**Text segment**
Re: 15.2.2 Upgrade - Corruption: error in middle of record

Chris Palmer <chris.palmer@xxxxxxxxx> · Sat, 23 May 2020 08:53:42 +0100

Hi Ashley

Igor has done a great job of tracking down the problem, and we have 
finally shown evidence of the type of corruption it would produce in one 
of my WALs. Our feeling at the moment is that the problem can be 
detoured by setting bluefs_preextend_wal_files to false on affected OSDs 
while they are running (but see below), although Igor does note that 
there is a small risk in doing this. I've agreed a plan of action based 
on this route, recreating the failed OSDs, and then cycling through the 
others until all are healthy. I've started this now, and so far it looks 
promising, although of course I have to wait for recovery/rebalancing. 
This is the fastest route to recovery, although there other options.

I'll post as it progresses. The good news seems to be that there 
shouldn't be any actual data corruption or loss, providing that this can 
be done before OSDs are taken down (other than as part of this process). 
My understanding is that there will some degree of performance penalty 
until the root cause is fixed in the next release and preextending can 
be turned back on. However it does seem like I can get back to a 
stable/safe position without waiting for a software release.

**Written exercise 1**
In the listing, update the stretch from the line containing "dog ear, written" through the line containing "column 95, row 15", replacing "keypoint" with "marker" and leaving everything else unchanged.

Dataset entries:
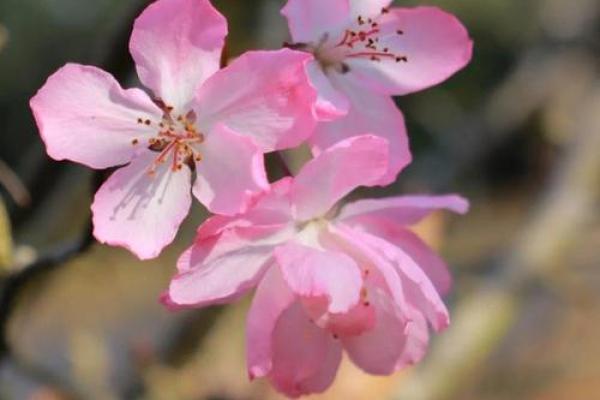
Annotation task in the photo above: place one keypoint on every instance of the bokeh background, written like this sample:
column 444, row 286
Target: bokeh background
column 518, row 132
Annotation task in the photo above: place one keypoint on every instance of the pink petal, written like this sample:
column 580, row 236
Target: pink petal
column 221, row 268
column 176, row 45
column 434, row 42
column 359, row 319
column 431, row 263
column 419, row 290
column 271, row 299
column 142, row 212
column 265, row 95
column 353, row 162
column 309, row 20
column 400, row 210
column 231, row 172
column 270, row 208
column 379, row 350
column 305, row 357
column 377, row 270
column 417, row 340
column 331, row 102
column 368, row 8
column 369, row 113
column 85, row 116
column 312, row 273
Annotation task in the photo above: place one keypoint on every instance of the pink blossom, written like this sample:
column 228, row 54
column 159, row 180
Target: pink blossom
column 328, row 279
column 364, row 51
column 201, row 121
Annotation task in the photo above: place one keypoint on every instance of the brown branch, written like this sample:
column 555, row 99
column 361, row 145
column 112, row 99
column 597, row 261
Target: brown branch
column 483, row 318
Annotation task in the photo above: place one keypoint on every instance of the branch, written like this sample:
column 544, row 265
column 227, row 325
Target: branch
column 483, row 318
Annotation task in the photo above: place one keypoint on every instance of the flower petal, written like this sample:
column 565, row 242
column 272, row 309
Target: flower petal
column 85, row 116
column 270, row 208
column 142, row 212
column 436, row 45
column 265, row 95
column 309, row 20
column 379, row 350
column 331, row 102
column 417, row 339
column 377, row 270
column 350, row 163
column 221, row 268
column 314, row 273
column 370, row 113
column 417, row 287
column 272, row 298
column 369, row 8
column 400, row 210
column 231, row 172
column 310, row 364
column 176, row 45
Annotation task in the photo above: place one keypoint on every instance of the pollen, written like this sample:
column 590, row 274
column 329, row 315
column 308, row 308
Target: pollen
column 176, row 141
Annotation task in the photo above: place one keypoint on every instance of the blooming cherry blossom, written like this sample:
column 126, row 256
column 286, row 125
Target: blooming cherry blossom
column 329, row 279
column 200, row 122
column 364, row 51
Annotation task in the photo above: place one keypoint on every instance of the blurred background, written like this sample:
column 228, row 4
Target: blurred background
column 518, row 132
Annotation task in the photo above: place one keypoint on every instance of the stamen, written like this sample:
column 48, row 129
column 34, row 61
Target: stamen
column 174, row 139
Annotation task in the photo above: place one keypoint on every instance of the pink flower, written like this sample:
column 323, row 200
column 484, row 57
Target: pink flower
column 364, row 52
column 329, row 279
column 204, row 122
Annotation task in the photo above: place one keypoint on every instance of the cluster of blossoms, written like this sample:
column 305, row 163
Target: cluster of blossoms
column 328, row 277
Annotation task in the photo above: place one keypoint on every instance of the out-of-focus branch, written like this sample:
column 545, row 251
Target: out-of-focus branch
column 3, row 37
column 482, row 319
column 13, row 185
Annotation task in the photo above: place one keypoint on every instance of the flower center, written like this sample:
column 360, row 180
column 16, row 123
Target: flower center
column 363, row 39
column 175, row 141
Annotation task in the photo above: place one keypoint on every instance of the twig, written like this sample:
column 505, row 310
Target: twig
column 482, row 319
column 13, row 185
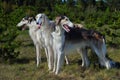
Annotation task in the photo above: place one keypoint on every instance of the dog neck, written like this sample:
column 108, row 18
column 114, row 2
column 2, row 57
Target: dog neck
column 32, row 25
column 59, row 30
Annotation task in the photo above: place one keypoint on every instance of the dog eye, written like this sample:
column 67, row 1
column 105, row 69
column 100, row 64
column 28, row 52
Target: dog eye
column 41, row 17
column 66, row 19
column 23, row 20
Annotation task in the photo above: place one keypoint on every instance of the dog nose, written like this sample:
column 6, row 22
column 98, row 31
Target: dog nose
column 37, row 23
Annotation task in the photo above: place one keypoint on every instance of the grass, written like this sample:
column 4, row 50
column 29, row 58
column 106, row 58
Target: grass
column 24, row 68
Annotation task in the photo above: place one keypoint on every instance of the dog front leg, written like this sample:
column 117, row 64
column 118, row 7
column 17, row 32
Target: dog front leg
column 85, row 61
column 38, row 56
column 60, row 60
column 50, row 57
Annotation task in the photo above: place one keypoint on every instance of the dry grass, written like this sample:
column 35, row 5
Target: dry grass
column 24, row 68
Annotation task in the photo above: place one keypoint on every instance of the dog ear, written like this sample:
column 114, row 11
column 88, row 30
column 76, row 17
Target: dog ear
column 30, row 19
column 57, row 20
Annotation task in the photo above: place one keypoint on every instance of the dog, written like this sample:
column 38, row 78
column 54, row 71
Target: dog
column 47, row 26
column 35, row 35
column 67, row 38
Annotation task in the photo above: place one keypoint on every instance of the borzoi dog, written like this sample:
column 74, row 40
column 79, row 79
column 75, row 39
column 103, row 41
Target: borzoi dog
column 67, row 38
column 46, row 27
column 34, row 34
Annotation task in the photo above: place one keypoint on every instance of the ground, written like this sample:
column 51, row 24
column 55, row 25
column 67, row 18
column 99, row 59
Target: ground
column 24, row 68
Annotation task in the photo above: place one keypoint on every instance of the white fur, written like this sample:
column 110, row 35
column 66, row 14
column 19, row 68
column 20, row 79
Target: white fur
column 61, row 46
column 35, row 36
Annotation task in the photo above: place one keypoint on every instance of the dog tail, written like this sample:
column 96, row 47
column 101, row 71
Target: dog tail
column 100, row 40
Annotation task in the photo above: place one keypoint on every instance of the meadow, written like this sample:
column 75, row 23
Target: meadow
column 24, row 67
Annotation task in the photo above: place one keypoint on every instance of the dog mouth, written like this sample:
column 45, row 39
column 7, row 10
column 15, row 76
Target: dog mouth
column 38, row 26
column 24, row 27
column 66, row 28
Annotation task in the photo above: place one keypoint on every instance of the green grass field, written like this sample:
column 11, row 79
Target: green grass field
column 24, row 68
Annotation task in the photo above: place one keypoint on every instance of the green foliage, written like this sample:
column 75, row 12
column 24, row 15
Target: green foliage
column 95, row 15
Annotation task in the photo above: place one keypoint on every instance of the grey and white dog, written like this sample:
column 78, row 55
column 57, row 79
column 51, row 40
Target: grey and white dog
column 67, row 38
column 35, row 35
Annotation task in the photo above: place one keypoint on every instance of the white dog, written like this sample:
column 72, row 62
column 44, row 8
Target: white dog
column 46, row 27
column 34, row 34
column 66, row 39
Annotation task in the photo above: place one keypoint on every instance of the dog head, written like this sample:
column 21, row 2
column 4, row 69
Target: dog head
column 64, row 22
column 40, row 19
column 23, row 23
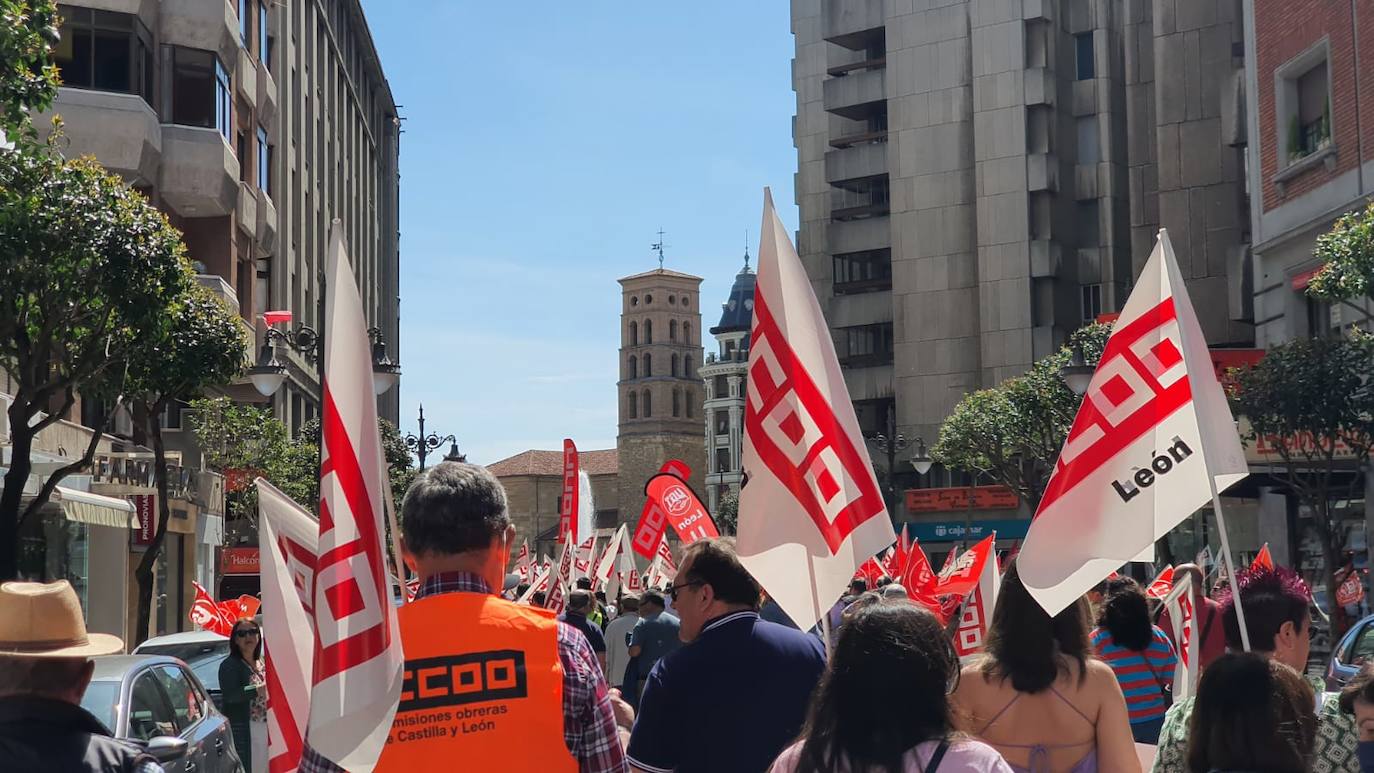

**Written exercise 2**
Take the message about the OSD corruption workaround further, picking up after its final sentence.

**Task response 1**
Annotation task in the photo above: place one marker on every instance of the dog ear, written like this sample:
column 114, row 11
column 88, row 30
column 76, row 17
Target: dog ear
column 30, row 19
column 57, row 20
Annotation task in the photo above: place one marker on every instance of the dog, written like this sample:
column 38, row 78
column 54, row 71
Target: dog
column 47, row 26
column 35, row 35
column 67, row 38
Annotation task in the photo above: place one marker on every instance of the borzoi dog, written like this sample:
column 74, row 40
column 79, row 79
column 75, row 39
column 103, row 41
Target: borzoi dog
column 67, row 38
column 46, row 27
column 34, row 34
Annotation task in the photo above: place one marker on every instance of the ground, written like this sample:
column 51, row 24
column 55, row 25
column 67, row 18
column 99, row 59
Target: ground
column 24, row 68
Annotation task in the photo above: place one marker on every instance of the white fur, written like this sample:
column 110, row 35
column 66, row 14
column 19, row 68
column 20, row 79
Target: white fur
column 61, row 46
column 35, row 36
Annotation task in the photo above: place one marker on every instance of the dog tail, written like this sample:
column 96, row 47
column 101, row 71
Target: dog tail
column 100, row 40
Annotation task in the photo above: place one marker on every instance of the meadow, written like this sample:
column 75, row 23
Target: meadow
column 24, row 67
Annotation task in the photo above: place one marker on every instance of the dog mouth, written like this sample:
column 45, row 39
column 7, row 10
column 15, row 76
Target: dog mouth
column 38, row 26
column 24, row 27
column 66, row 28
Annotation task in the photo above: place one marker on every instance of the green grass field, written like this sample:
column 11, row 79
Target: green grass field
column 24, row 68
Annotation task in the photo above: place one marker on every instance of the green foliage, written like this sample:
column 75, row 12
column 24, row 15
Target: green foliage
column 95, row 15

**Task response 2**
I'm just working through this at the moment though, so please don't take 
the above as any form of recommendation. It is important not to try to 
restart OSDs though in the meantime. I'm sure Igor will publish some 
more expert recommendations in due course...

Regards, Chris

On 23/05/2020 06:54, Ashley Merrick wrote:
Thanks Igor,

Do you have any idea on a e.t.a or plan for people that are running 
15.2.2 to be able to patch / fix the issue.

I had a read of the ticket and seems the corruption is happening but 
the WAL is not read till OSD restart, so I imagine we will need some 
form of fix / patch we can apply to a running OSD before we then 
restart the OSD, as a normal OSD upgrade will require the OSD to 
restart to apply the code resulting in a corrupt OSD.

Thanks

---- On Sat, 23 May 2020 00:12:59 +0800 *Igor Fedotov 
<ifedotov@xxxxxxx>* wrote ----

    Status update:

    Finally we have the first patch to fix the issue in master:
    https://github.com/ceph/ceph/pull/35201

    And ticket has been updated with root cause
    analysis:https://tracker.ceph.com/issues/45613On 5/21/2020 2:07
    PM, Igor
    Fedotov wrote:

    @Chris - unfortunately it looks like the corruption is permanent
    since
    valid WAL data are presumably overwritten with another stuff. Hence I
    don't know any way to recover - perhaps you can try cutting

    WAL file off which will allow OSD to start. With some latest ops
    lost.
    Once can use exported BlueFS as a drop in replacement for regular DB
    volume but I'm not aware of details.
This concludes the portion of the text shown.